◆ **WHAT YOU HAVE TO DO**
Could you copy out, character for character, the lines below starting at the one containing "Mark a point on each instance of the woman in white" and ending at the one containing "x=258, y=193", with both of those included and nothing else?

◆ **DATASET RECORDS**
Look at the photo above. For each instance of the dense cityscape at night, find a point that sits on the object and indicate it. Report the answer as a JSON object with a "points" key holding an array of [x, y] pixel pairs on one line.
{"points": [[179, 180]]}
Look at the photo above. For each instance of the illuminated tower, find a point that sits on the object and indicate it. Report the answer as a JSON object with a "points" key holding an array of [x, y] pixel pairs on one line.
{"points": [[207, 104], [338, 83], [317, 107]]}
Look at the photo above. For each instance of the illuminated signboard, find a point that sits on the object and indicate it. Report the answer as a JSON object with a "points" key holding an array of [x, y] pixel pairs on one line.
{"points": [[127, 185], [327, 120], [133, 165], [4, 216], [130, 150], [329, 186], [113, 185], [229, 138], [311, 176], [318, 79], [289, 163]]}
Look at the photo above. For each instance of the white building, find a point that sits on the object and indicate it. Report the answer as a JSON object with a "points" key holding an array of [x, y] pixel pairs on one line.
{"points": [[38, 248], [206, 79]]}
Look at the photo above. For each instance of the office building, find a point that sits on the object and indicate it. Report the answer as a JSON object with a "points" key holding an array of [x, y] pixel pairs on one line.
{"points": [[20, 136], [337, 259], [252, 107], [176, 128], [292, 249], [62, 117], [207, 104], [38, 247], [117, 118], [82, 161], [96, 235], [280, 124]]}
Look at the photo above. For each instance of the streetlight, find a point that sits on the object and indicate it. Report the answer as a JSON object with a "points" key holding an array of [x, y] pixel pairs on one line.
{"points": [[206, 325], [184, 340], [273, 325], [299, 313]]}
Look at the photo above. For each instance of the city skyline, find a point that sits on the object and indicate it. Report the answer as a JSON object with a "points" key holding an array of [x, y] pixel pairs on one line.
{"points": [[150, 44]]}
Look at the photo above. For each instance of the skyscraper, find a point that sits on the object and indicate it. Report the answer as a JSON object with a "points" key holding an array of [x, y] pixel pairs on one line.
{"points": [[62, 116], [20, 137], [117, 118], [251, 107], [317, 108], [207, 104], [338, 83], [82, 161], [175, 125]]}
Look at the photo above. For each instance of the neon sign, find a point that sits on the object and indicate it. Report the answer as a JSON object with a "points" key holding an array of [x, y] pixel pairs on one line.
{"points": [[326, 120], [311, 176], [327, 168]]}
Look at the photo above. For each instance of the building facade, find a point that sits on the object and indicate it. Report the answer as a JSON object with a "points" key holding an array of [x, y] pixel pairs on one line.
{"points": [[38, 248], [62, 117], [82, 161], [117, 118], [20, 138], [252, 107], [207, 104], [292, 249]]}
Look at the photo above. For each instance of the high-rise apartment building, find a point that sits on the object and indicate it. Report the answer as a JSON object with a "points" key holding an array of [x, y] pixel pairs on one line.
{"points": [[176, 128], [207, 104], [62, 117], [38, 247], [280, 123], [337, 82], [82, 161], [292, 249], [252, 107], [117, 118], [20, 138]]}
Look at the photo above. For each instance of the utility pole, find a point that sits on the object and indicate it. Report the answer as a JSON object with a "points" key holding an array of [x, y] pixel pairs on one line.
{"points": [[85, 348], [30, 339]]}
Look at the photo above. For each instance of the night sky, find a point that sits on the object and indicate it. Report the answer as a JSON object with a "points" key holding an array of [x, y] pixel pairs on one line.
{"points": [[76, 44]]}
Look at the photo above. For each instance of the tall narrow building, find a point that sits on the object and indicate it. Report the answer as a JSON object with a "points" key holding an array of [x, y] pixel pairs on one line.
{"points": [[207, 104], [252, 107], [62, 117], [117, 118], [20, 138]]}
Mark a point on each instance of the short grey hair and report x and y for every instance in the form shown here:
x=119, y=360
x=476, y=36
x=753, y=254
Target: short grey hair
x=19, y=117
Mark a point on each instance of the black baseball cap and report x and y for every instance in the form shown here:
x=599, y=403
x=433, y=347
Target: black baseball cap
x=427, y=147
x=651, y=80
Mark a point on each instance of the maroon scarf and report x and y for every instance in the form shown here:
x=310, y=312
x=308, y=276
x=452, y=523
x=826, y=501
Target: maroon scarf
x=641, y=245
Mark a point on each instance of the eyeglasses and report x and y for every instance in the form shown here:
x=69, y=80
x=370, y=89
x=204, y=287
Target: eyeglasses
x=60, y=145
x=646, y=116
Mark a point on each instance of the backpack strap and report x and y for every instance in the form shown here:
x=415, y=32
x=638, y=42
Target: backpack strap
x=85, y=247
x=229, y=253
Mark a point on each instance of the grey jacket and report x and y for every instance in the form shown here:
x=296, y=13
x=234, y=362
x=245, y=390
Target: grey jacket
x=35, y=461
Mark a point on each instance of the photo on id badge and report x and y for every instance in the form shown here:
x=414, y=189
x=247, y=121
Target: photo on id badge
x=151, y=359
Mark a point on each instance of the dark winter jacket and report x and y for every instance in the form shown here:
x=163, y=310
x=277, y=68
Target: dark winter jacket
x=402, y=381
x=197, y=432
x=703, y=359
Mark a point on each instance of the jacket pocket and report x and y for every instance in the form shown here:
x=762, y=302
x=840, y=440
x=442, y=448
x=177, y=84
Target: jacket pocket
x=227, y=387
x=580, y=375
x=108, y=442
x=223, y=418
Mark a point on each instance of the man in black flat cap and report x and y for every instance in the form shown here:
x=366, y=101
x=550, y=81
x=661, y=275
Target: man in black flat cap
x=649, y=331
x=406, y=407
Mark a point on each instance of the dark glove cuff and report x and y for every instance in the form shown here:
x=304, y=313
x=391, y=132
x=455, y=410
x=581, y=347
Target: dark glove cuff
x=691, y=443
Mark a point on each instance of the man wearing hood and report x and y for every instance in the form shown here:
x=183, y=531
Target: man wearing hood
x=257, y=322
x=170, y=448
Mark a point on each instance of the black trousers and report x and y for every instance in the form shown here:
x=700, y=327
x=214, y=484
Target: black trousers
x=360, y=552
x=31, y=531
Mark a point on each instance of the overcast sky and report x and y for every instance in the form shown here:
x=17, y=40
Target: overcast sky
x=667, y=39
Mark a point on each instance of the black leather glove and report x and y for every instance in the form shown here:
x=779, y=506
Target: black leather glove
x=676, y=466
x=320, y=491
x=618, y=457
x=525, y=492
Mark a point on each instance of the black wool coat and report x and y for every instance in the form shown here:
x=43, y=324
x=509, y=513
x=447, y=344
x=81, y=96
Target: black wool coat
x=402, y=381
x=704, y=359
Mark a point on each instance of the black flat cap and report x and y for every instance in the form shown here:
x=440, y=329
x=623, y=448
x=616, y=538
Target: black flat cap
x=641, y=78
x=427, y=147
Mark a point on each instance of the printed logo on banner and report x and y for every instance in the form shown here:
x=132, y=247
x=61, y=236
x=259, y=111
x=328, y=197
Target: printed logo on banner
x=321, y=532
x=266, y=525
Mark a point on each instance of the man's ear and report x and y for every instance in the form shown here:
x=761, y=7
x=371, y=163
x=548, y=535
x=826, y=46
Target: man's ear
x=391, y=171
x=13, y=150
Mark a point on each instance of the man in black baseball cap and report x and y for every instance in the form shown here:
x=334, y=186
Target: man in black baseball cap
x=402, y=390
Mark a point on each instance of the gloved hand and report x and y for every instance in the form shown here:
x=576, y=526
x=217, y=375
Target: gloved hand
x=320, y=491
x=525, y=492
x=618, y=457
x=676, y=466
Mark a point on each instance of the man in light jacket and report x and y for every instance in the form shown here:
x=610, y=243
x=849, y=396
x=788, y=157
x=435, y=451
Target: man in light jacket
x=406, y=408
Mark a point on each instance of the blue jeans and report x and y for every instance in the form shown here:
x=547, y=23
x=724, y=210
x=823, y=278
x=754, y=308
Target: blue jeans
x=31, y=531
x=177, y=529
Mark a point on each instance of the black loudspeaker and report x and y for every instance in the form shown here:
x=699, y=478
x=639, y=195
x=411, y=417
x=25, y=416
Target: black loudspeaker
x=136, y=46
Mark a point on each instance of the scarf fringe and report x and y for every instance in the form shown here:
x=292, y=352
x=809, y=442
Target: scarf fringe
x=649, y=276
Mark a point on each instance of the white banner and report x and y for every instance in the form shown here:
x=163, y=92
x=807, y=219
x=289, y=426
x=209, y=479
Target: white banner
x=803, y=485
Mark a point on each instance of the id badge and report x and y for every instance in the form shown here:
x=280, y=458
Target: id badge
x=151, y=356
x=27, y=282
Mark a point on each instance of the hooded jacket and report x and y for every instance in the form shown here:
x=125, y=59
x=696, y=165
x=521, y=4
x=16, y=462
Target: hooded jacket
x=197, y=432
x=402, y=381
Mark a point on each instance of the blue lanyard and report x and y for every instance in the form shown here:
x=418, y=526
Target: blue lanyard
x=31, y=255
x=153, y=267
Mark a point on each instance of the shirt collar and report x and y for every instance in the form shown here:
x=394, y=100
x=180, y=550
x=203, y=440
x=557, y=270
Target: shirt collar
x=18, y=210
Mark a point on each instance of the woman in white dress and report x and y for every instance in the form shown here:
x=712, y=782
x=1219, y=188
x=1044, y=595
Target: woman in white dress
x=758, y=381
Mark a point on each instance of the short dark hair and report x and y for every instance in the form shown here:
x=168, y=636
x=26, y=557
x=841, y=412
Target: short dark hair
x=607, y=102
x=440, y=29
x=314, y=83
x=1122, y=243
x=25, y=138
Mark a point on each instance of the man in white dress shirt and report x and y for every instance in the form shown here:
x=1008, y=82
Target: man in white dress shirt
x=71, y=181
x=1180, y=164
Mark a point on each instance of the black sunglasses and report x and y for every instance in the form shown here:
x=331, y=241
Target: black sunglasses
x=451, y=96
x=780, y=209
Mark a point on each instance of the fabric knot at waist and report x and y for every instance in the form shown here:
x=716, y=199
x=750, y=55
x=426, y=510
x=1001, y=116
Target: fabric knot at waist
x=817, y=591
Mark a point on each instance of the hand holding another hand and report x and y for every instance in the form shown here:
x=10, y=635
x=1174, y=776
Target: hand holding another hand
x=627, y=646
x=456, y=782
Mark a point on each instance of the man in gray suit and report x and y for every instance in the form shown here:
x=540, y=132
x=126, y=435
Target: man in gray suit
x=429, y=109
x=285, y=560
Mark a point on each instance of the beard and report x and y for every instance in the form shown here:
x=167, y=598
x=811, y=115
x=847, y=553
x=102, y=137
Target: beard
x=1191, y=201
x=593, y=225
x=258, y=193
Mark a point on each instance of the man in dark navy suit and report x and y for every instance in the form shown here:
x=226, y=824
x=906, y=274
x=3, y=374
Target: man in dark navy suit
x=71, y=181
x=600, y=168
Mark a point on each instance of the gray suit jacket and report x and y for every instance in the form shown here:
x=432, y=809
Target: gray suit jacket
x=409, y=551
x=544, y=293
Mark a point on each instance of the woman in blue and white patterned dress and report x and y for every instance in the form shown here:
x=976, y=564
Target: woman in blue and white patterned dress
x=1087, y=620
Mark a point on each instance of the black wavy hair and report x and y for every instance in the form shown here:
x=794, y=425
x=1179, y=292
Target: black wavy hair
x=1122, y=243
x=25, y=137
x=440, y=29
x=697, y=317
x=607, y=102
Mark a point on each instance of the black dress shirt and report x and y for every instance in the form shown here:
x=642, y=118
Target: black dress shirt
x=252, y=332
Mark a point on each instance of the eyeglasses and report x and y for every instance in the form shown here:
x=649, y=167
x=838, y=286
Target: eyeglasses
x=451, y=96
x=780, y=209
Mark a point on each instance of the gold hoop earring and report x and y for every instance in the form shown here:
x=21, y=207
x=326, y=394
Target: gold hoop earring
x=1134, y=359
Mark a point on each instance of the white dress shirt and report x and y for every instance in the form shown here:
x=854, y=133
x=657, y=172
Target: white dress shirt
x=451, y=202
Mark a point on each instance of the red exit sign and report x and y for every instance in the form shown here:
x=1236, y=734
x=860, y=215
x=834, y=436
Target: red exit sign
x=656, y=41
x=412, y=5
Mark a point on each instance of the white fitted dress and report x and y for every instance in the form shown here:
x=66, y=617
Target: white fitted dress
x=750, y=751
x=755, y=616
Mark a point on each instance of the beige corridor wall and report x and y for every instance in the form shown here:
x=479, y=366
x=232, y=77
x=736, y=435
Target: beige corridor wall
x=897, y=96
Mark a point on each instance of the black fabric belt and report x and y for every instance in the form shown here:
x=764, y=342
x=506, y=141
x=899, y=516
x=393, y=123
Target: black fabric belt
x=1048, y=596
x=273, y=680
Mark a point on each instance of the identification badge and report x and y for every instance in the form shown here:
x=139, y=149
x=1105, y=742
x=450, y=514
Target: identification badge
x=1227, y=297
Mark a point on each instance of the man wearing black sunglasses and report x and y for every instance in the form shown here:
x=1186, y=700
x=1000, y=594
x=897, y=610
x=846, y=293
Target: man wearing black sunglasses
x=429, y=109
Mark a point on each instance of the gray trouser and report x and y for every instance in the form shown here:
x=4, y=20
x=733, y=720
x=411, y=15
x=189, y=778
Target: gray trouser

◆ **RESPONSE FOR THIS EXERCISE**
Mark a point on each instance of the woman in white dress and report x and y for every instance in the form shown here:
x=712, y=782
x=1219, y=188
x=1044, y=595
Target: woman in white dress
x=758, y=381
Mark a point on each instance of the short dark hair and report x and y for every instance in the form shown here:
x=168, y=636
x=26, y=557
x=841, y=412
Target: short dark hair
x=607, y=102
x=440, y=29
x=314, y=83
x=1122, y=243
x=25, y=138
Mark a point on each instance of the man in white dress shirt and report x and y for every instance in the form shown here:
x=1008, y=82
Target: man in white dress shirt
x=71, y=181
x=1180, y=164
Mark a point on each instance of the black sunglasses and report x and y for every instance in the form shown here:
x=331, y=241
Target: black sunglasses
x=451, y=96
x=780, y=209
Mark a point on each instance of the fabric knot at waist and report x and y for every instance in the form shown here:
x=716, y=199
x=750, y=55
x=426, y=510
x=1001, y=116
Target: fabric knot at waist
x=817, y=591
Mark a point on each instance of the hand holding another hand and report x and y for every instance in the form shown here:
x=10, y=635
x=1174, y=776
Target: hand holding another hand
x=627, y=646
x=456, y=782
Mark a point on each instance of the man in gray suit and report x and y for every instance in the form shown here:
x=540, y=132
x=126, y=435
Target: man in gray suit
x=429, y=109
x=285, y=560
Mark a point on each instance of the beard and report x and y for every instance in the form shown here:
x=167, y=598
x=811, y=115
x=847, y=553
x=102, y=137
Target: beard
x=1191, y=201
x=593, y=225
x=258, y=193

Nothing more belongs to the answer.